TASK
Copy out each of the following records word for word, keeping every line exactly as it appears.

INPUT DATA
============
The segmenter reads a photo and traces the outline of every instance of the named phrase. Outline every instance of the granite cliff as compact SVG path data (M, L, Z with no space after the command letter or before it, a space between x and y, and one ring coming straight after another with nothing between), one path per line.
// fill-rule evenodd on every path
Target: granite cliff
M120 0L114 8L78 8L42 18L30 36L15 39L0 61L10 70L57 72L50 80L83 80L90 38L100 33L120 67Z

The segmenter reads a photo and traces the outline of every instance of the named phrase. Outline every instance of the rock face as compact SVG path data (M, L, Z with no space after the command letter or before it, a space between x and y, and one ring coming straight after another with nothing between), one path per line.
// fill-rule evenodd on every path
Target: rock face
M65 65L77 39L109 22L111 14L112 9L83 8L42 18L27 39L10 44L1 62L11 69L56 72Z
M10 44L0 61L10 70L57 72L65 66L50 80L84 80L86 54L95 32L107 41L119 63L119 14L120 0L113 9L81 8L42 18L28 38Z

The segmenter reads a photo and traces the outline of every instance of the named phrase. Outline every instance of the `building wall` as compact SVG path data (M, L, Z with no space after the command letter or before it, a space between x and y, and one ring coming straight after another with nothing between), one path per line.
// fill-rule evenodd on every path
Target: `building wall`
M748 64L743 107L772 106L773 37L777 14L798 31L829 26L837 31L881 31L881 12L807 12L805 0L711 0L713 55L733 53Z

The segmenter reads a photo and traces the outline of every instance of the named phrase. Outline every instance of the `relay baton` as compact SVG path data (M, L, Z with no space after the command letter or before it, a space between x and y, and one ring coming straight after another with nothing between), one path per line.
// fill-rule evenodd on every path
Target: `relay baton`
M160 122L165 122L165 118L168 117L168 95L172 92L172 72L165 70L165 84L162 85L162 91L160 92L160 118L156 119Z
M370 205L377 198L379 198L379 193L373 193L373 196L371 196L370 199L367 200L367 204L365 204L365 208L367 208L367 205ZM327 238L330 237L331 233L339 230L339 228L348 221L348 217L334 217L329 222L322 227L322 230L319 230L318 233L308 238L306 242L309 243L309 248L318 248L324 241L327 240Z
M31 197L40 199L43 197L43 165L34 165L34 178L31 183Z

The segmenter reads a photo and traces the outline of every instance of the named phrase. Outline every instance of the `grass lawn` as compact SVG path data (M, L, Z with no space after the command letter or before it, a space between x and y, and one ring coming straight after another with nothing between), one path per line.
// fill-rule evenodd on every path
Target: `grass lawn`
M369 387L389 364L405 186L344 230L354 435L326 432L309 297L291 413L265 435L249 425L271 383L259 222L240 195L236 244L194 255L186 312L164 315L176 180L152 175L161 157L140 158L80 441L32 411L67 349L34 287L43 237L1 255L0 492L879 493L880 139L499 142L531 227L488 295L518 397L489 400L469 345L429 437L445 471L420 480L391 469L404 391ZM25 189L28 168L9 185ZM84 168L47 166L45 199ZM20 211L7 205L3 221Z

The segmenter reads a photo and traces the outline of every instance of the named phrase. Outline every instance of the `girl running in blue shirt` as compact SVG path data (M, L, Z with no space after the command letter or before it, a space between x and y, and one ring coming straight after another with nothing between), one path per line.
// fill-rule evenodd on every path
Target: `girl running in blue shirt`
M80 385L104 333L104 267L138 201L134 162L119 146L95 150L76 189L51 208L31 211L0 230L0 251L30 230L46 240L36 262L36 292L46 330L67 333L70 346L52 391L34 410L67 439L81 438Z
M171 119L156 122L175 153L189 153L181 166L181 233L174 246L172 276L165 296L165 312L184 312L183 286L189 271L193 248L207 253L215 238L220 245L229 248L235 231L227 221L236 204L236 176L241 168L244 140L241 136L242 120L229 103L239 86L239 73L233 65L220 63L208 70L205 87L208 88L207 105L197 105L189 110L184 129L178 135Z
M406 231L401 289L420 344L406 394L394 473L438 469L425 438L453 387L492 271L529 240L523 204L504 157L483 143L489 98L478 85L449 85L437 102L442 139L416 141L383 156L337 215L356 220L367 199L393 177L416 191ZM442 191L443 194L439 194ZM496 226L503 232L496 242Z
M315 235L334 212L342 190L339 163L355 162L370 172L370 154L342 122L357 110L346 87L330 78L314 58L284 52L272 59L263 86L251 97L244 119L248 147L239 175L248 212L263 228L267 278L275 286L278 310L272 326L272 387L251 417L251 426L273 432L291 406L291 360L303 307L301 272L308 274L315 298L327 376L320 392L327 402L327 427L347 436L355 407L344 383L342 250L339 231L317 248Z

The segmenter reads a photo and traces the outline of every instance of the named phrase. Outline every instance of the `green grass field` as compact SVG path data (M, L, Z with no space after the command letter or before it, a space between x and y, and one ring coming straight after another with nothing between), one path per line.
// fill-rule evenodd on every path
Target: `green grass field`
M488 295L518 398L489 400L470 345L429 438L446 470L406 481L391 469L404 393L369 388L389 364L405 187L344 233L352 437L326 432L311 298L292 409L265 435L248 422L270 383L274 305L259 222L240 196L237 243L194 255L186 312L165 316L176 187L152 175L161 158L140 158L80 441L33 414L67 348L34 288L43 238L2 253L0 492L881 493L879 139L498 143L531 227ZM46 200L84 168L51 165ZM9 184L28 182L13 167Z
============
WORKED SOLUTION
The segmenter reads a photo and traces the outline of every instance of the named phrase. Outline every instance of the granite cliff as compact SVG path data (M, L, Z with no space after the command letter or before it, a space between x and y, and one ring coming straight after another with nothing between), one path per line.
// fill-rule evenodd on every path
Target: granite cliff
M120 0L114 8L78 8L42 18L30 36L15 39L0 61L10 70L57 72L50 80L83 80L90 38L100 33L120 67Z

The segmenter reads a photo and traces the outline of every instance of the named phrase. Outline every instance of the rock face as compact SVG path data (M, L, Z with no space after the command letter or before it, a space between x and y, and one ring coming straight after another with nothing between), one path per line.
// fill-rule evenodd on every path
Target: rock face
M65 65L77 39L109 22L111 14L112 9L83 8L42 18L27 39L10 44L1 62L11 69L56 72Z
M10 44L0 61L10 70L57 72L65 66L50 80L84 80L86 54L95 32L107 41L119 63L119 14L120 0L113 9L81 8L42 18L28 38Z

The segmenter reads a photo and traces the outline of every instance of the named phrase. Outline every instance of the `building wall` as compact SVG path data (M, L, Z with no space after the command letter or before it, a space between x and y, and one ring coming straight after another with nothing between), one path per line.
// fill-rule evenodd on every path
Target: `building wall`
M748 64L743 107L772 106L773 37L777 14L798 31L829 26L837 31L881 31L881 12L807 12L805 0L711 0L713 55L733 53Z

The segmenter reads a photo and traces the outline of every instance of the named phrase. Outline every instance of the `relay baton` as compact SVG path data (M, L, Z with no space after the command letter or before it, a space between x and y, and one ring coming straight after another with nothing between), one path per line.
// fill-rule evenodd on every path
Target: `relay baton`
M160 122L165 122L165 118L168 117L168 95L172 92L172 72L165 70L165 84L162 85L162 91L160 92L160 118L156 119Z
M370 205L377 198L379 198L379 193L373 193L373 196L371 196L370 199L367 200L367 204L365 204L365 208L367 208L367 205ZM327 238L330 237L331 233L339 230L339 228L348 221L348 217L334 217L329 222L322 227L322 230L319 230L318 233L308 238L306 242L309 243L309 248L318 248L324 241L327 240Z
M31 197L40 199L43 197L43 165L34 165L34 178L31 183Z

The segmenter reads a photo and traces the outline of every instance of the named phrase. Outline every instance of the `grass lawn` as compact SVG path data (M, L, Z with no space after the command letter or before it, a space between x and y, and one ring coming straight after another with nothing between), one path per line.
// fill-rule evenodd on every path
Target: `grass lawn`
M369 387L389 364L405 186L344 230L354 435L326 432L309 297L291 413L265 435L249 425L271 383L259 222L240 195L236 244L194 255L186 312L164 315L176 180L152 175L161 157L140 158L80 441L32 411L67 349L34 287L43 237L1 255L0 492L879 493L880 139L499 142L531 227L488 295L518 397L489 400L469 345L429 437L445 471L420 480L391 469L404 391ZM25 189L28 168L9 185ZM84 168L47 166L45 199ZM20 211L7 205L3 221Z

The segmenter reads a photo and traces the outline of every instance of the named phrase. Outline every instance of the `girl running in blue shirt` as compact SVG path data (M, L, Z with no space after the command letter or before it, a space between x and y, and one ring coming straight after another with nothing between), one path per line.
// fill-rule evenodd on every path
Target: `girl running in blue shirt`
M80 385L104 333L104 267L138 201L134 162L119 146L95 150L76 189L51 208L31 211L0 230L0 251L30 230L46 240L36 262L36 292L46 330L67 333L70 346L52 391L34 410L67 439L81 438Z
M171 119L156 122L175 153L189 153L181 166L181 233L174 246L172 276L165 296L165 312L184 312L183 286L189 271L193 248L207 253L215 238L220 245L229 248L235 231L227 221L236 204L236 176L241 168L244 140L241 136L242 120L229 103L239 86L239 73L233 65L220 63L208 70L205 87L208 88L207 105L197 105L189 110L184 129L178 135Z
M406 231L401 289L420 344L406 394L394 473L438 469L425 438L453 387L492 271L529 240L523 204L504 157L483 143L489 98L478 85L449 85L437 102L442 139L416 141L383 156L337 215L356 220L367 199L393 177L416 191ZM442 191L443 194L439 194ZM496 226L503 232L496 242Z
M315 235L334 212L342 190L339 163L355 162L370 172L370 154L342 122L357 110L346 87L330 78L314 58L284 52L272 59L263 86L251 97L244 119L248 147L239 175L248 212L263 228L267 278L275 286L278 310L272 326L272 387L251 417L251 426L273 432L291 406L291 360L303 307L301 272L308 274L315 298L327 376L320 392L327 402L327 427L347 436L355 407L344 383L342 250L339 231L317 248Z

The segmenter reads a photo and traces the outline of every instance of the named phrase. Outline every instance of the `green grass field` as compact SVG path data (M, L, Z with no space after the command letter or before it, a space between x and y, and one ring coming straight after another with nothing between), one path per line.
// fill-rule evenodd on every path
Target: `green grass field`
M488 295L518 398L489 400L470 345L429 438L446 470L406 481L391 469L404 393L369 388L389 364L405 187L344 233L352 437L326 432L311 298L292 409L265 435L248 422L270 383L274 305L259 222L240 196L237 243L194 255L186 312L165 316L176 187L152 175L161 158L140 158L80 441L33 414L67 348L34 288L43 238L2 253L0 492L881 493L879 139L498 143L531 227ZM46 200L84 168L51 165ZM9 184L28 182L13 167Z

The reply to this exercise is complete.